■ Goal ■
Leave every picture out and write out the records below exactly.

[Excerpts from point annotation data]
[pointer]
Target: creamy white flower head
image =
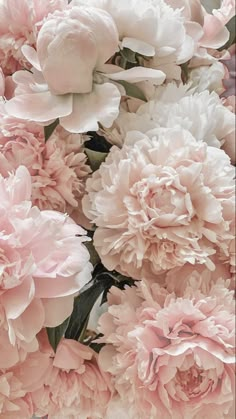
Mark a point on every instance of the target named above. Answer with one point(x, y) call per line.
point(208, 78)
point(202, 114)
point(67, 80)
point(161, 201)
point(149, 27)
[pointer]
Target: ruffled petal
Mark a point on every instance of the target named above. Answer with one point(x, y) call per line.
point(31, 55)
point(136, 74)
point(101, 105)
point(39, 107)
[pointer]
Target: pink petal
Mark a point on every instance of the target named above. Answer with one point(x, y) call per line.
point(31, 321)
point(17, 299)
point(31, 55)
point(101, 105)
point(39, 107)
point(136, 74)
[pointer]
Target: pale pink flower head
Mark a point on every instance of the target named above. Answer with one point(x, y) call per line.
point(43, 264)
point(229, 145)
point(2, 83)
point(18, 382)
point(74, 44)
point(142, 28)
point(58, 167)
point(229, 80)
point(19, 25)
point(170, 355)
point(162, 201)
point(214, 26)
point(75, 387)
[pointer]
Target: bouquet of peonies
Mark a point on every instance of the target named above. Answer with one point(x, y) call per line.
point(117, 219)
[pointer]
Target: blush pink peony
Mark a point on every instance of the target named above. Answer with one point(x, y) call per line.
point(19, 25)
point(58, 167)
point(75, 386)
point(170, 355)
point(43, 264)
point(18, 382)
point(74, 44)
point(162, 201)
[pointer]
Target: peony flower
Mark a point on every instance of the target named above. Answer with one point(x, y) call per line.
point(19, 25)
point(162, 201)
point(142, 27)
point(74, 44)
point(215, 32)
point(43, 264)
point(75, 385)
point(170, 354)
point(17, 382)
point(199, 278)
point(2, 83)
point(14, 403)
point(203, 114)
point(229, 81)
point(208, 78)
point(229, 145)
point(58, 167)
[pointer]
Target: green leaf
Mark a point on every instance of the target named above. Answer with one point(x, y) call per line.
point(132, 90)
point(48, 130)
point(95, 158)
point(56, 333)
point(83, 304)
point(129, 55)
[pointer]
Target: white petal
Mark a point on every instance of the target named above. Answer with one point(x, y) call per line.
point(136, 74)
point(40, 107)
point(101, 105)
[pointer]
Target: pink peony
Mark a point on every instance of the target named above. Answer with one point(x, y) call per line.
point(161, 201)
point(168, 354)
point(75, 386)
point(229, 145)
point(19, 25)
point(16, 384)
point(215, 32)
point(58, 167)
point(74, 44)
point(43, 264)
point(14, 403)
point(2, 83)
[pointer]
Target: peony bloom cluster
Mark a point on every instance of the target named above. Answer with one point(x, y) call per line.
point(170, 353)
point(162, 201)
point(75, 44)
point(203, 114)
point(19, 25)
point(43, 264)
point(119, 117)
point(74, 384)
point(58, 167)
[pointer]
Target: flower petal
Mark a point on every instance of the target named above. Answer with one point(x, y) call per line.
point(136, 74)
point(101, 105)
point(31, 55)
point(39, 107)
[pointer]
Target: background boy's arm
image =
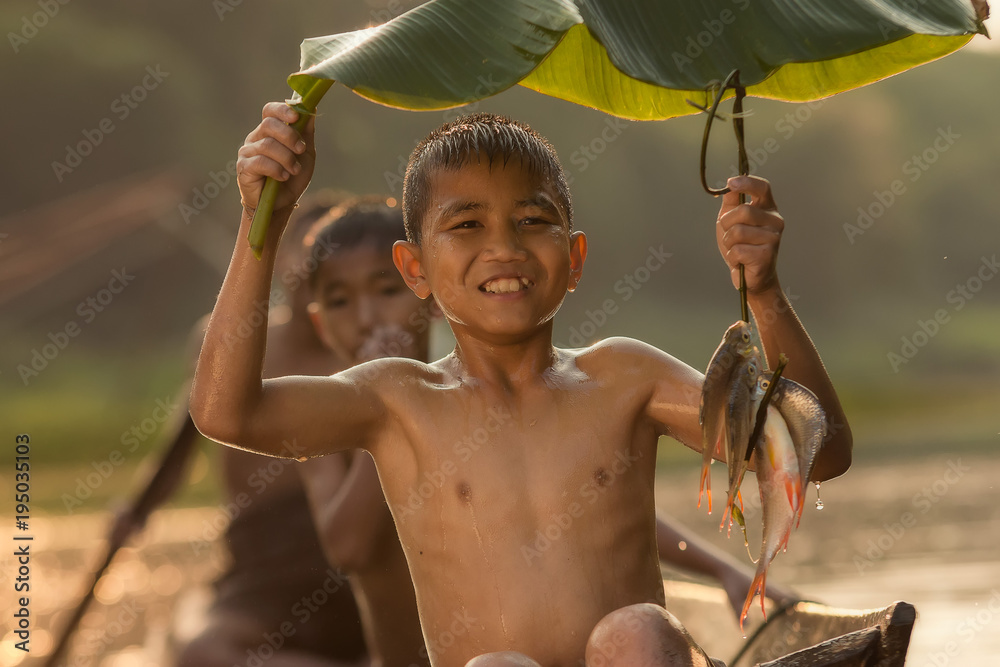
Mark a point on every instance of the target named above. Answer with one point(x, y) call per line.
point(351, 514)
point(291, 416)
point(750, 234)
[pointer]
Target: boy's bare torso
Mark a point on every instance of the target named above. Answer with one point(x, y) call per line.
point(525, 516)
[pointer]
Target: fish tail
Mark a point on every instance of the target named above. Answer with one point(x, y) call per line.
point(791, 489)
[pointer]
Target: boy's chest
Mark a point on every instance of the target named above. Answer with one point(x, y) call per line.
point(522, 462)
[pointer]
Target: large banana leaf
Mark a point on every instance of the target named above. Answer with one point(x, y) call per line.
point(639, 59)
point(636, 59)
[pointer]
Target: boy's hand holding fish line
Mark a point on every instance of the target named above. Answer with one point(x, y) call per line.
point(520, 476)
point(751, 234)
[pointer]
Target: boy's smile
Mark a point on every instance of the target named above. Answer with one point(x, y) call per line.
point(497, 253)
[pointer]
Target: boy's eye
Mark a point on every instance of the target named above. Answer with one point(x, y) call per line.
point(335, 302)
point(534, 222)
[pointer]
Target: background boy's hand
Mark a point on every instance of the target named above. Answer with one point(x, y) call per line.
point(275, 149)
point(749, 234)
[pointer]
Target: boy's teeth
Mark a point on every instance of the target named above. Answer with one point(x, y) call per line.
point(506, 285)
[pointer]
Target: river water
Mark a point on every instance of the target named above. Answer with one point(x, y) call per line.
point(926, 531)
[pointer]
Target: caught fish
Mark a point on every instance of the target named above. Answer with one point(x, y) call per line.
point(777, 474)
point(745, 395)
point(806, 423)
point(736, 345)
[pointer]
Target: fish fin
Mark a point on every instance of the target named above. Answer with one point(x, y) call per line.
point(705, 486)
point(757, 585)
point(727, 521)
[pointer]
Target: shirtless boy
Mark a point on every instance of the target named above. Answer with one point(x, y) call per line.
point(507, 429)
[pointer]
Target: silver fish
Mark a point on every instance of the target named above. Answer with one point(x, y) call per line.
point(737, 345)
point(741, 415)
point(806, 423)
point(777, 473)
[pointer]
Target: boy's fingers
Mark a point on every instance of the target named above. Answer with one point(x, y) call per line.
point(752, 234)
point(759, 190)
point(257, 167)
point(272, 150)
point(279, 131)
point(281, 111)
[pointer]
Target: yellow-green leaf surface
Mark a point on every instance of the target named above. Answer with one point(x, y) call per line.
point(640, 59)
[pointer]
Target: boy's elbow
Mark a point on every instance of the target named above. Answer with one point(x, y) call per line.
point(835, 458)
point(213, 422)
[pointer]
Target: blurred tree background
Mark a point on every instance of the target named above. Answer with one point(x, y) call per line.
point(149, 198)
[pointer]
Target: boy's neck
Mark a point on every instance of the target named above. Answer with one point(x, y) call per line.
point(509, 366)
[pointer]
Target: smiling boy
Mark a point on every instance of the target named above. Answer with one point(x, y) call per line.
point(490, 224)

■ Reply to the task ■
[pointer]
Target: creamy white flower head
image =
Mark a point on every instance of the target named above. Answer with one point(x, y) call per line.
point(208, 78)
point(202, 114)
point(67, 80)
point(161, 201)
point(149, 27)
[pointer]
Target: ruffled petal
Mark a point on every instance of the target named above. Answer with one point(x, y) call per line.
point(31, 55)
point(136, 74)
point(101, 105)
point(39, 107)
[pointer]
Target: pink petal
Mark a point on every instance of the target named above. Answer with one point(x, y) call per line.
point(31, 321)
point(17, 299)
point(31, 55)
point(101, 105)
point(39, 107)
point(136, 74)
[pointer]
Target: pale pink flower head
Mark a point on every instance of the target named above. Answer with one point(x, y) call per line.
point(43, 264)
point(229, 145)
point(2, 83)
point(18, 382)
point(74, 44)
point(142, 28)
point(58, 167)
point(229, 80)
point(19, 25)
point(170, 355)
point(162, 201)
point(214, 26)
point(75, 387)
[pointer]
Target: bouquet of peonies
Mark a point on every instance of the target named above. Answer with one point(x, y) call per line.
point(117, 219)
[pointer]
Target: blush pink peony
Mark a point on every instance of the target named above. Answer with one point(x, y) call per line.
point(19, 25)
point(58, 167)
point(75, 386)
point(170, 355)
point(43, 264)
point(18, 382)
point(74, 44)
point(162, 201)
[pointer]
Target: peony flower
Mark a point on every instance of the target named above. Answer with one point(x, y) call per line.
point(19, 25)
point(162, 201)
point(142, 27)
point(74, 44)
point(215, 32)
point(43, 264)
point(75, 385)
point(170, 354)
point(17, 382)
point(199, 278)
point(2, 83)
point(14, 403)
point(203, 114)
point(229, 81)
point(208, 78)
point(229, 145)
point(58, 167)
[pointer]
Target: green leaf
Mark a point on every instance of the target named above. Answer with one point(x, y) call per line.
point(132, 90)
point(48, 130)
point(95, 158)
point(56, 333)
point(83, 304)
point(129, 55)
[pointer]
Target: white petal
Mark a point on every instance of the target named above. Answer with one point(x, y) call per line.
point(136, 74)
point(40, 107)
point(101, 105)
[pointer]
Target: pink peony
Mark a point on every instance of the target named above. Answer with one point(x, y) call per line.
point(161, 201)
point(168, 354)
point(75, 386)
point(229, 145)
point(19, 25)
point(16, 384)
point(215, 32)
point(58, 167)
point(74, 44)
point(43, 264)
point(14, 403)
point(2, 83)
[pointer]
Target: peony bloom cluster
Mark a point on every instance of the target named above. Answer with one point(x, y) call per line.
point(170, 353)
point(162, 201)
point(75, 44)
point(203, 114)
point(19, 25)
point(43, 264)
point(119, 117)
point(74, 384)
point(58, 167)
[pointer]
Target: flower petal
Mark a point on every instance of the target named above. Answer with one point(x, y) call per line.
point(136, 74)
point(101, 105)
point(31, 55)
point(39, 107)
[pointer]
Target: background boy's arm
image =
Mark a point on every instance of the target named above. Answer with one point(x, y) call per line.
point(351, 514)
point(291, 416)
point(750, 234)
[pointer]
Target: boy's bare torso
Mark a point on every instance of the target named above. Answer with one point(x, y) call per line.
point(525, 516)
[pointer]
Target: fish tail
Mark a point on every instance of the target named above. Answer with one point(x, y) call per line.
point(791, 489)
[pointer]
Target: boy's chest
Mark a point on every instance of the target named above. Answer with one point(x, y) call per line.
point(522, 462)
[pointer]
Target: large banana leaf
Mark a point on every instance of the target named above. Answer with one point(x, y) call per line.
point(639, 59)
point(636, 59)
[pointer]
Target: boy's hand holding fish line
Mark a point on every instance of the target named above. Answer with one point(x, y) call per line.
point(520, 476)
point(751, 234)
[pointer]
Target: boy's smile
Mark a point on every instance of the target named above. Answer with one point(x, y) call per line.
point(497, 253)
[pointer]
Target: boy's eye
Mark a point on every instance of the target named above. Answer with one point(x, y) call per line.
point(335, 302)
point(534, 222)
[pointer]
Target: background boy's hand
Mark a point on every instance of the target named above. Answer with one point(x, y) call per line.
point(275, 149)
point(749, 234)
[pointer]
Target: boy's teeth
Mark a point on every instance of the target named above. Answer with one point(x, y) call per line.
point(506, 285)
[pointer]
Target: river water
Mark a point on every instance of the target named above. Answer with one point(x, y) call per line.
point(926, 531)
[pointer]
Target: caught fish
Mark a point on every instance of the target named above. Answer with one point(x, y) call per line.
point(777, 474)
point(745, 395)
point(806, 423)
point(736, 345)
[pointer]
Target: fish fin
Mark a point on every instance of the target named above. Answer with one point(x, y) call per line.
point(705, 486)
point(757, 585)
point(727, 521)
[pointer]
Target: shirtless boy
Mark a point on every instance of the target named above. Answer with one point(x, y) call per line.
point(507, 429)
[pointer]
Target: silver fish
Mark a point on every instance of the target named above. Answer with one point(x, y) call per line.
point(737, 345)
point(741, 415)
point(806, 423)
point(777, 473)
[pointer]
Target: boy's fingers
Mark a point on every instance of the target named above. Answer with one point(x, y) call per line.
point(752, 234)
point(759, 190)
point(257, 167)
point(272, 150)
point(279, 131)
point(281, 111)
[pointer]
Target: yellow-green leaf surface
Mark a point on every instance of the target named above. Answer with one point(x, y) call per line.
point(640, 59)
[pointer]
Target: boy's elbow
Mark a point on every instance of the target named above. Answer with one point(x, y) call per line.
point(835, 458)
point(213, 422)
[pointer]
Target: blurred tree background
Mark a point on every instance of the target named above. Answer with one point(x, y) call per line.
point(149, 198)
[pointer]
Target: boy's neck
Mark a point on every instance of the target named above. Answer with one point(x, y) call per line.
point(509, 366)
[pointer]
Target: smiling boy
Mark a point on every instance of the target named above. Answer with one point(x, y) call per line.
point(490, 224)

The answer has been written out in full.